Given request:
Please count the lines in the listing below that contain the word "Draw" and reply with only that number.

— Start Given records —

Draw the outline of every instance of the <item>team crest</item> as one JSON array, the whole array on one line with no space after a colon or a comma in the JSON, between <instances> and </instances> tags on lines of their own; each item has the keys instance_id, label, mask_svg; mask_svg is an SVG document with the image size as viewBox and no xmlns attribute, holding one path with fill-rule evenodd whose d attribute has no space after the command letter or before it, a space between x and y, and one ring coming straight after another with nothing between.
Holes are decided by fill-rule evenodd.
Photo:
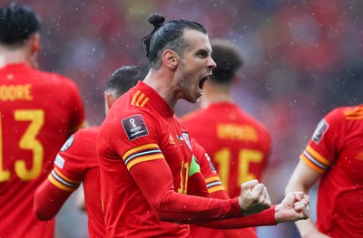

— End Given records —
— Start Given records —

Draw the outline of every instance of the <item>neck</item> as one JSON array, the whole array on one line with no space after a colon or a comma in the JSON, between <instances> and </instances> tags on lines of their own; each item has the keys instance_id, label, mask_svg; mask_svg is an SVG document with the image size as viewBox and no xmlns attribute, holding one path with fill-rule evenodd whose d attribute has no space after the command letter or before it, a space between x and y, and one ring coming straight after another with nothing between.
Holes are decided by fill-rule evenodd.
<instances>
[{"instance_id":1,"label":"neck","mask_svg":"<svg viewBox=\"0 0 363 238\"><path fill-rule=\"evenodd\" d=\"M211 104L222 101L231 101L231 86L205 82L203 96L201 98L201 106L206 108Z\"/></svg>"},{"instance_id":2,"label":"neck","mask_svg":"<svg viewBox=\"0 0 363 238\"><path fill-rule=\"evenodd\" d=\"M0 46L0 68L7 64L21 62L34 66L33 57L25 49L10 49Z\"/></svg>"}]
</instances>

— End Given records —

Solution for this problem:
2